>> START Extracted material

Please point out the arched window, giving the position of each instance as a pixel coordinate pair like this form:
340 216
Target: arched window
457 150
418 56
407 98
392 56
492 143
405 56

>> END Extracted material

→ **Task to carry out**:
Rewrite the items above, changing every "arched window" to "round window" and keeping everything else the same.

→ **Result of this exercise**:
Please point out the round window, giving the position of each instance as a pixel coordinate pair like this form:
340 216
Target: round window
457 150
418 56
407 98
392 56
492 143
405 56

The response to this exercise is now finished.